__YOUR TASK__: Beneath this instruction is a listing. Transcribe from it only the stretch from the line with "Target: car headlight" through the line with "Target: black metal pole", both end lines included, exactly as written.

__RECORDED DATA__:
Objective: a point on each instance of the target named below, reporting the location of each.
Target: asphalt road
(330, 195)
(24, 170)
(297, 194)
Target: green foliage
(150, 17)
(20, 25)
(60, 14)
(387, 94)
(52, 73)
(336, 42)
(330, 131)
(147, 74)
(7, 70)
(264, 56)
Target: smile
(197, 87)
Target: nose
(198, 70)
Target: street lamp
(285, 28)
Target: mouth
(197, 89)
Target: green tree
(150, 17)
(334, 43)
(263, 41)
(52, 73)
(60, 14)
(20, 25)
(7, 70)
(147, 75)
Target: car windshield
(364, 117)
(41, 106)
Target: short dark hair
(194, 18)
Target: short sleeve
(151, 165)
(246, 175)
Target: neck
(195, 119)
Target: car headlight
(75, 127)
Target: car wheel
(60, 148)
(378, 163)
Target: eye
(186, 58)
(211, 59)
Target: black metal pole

--

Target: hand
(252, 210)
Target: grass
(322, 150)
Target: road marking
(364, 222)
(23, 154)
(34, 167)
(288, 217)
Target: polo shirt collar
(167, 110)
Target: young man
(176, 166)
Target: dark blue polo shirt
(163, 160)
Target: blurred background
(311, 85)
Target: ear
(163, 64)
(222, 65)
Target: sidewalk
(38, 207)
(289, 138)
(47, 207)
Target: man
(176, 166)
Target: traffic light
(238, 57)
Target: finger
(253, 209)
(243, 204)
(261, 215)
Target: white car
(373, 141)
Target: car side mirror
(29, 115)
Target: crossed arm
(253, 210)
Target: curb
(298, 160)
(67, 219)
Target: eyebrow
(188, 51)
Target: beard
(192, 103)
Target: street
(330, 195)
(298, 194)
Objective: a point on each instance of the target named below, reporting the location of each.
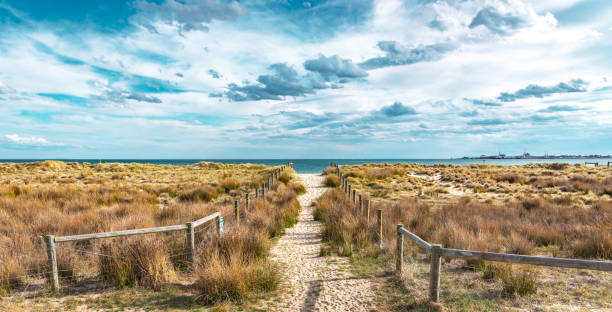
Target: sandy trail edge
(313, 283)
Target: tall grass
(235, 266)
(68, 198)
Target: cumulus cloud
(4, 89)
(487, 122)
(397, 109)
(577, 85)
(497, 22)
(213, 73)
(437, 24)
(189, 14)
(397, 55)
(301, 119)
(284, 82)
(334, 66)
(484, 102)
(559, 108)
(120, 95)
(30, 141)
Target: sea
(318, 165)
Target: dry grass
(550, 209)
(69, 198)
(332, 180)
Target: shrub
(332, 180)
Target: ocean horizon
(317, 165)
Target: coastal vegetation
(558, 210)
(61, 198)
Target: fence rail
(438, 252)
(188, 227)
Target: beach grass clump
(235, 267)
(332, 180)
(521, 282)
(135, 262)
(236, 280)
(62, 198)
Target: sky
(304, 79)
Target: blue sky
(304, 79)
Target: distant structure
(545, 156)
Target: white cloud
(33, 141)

__TASK RESULT__:
Target: car headlight
(75, 127)
Target: car wheel
(60, 148)
(378, 163)
Target: eye
(186, 58)
(211, 59)
Target: black metal pole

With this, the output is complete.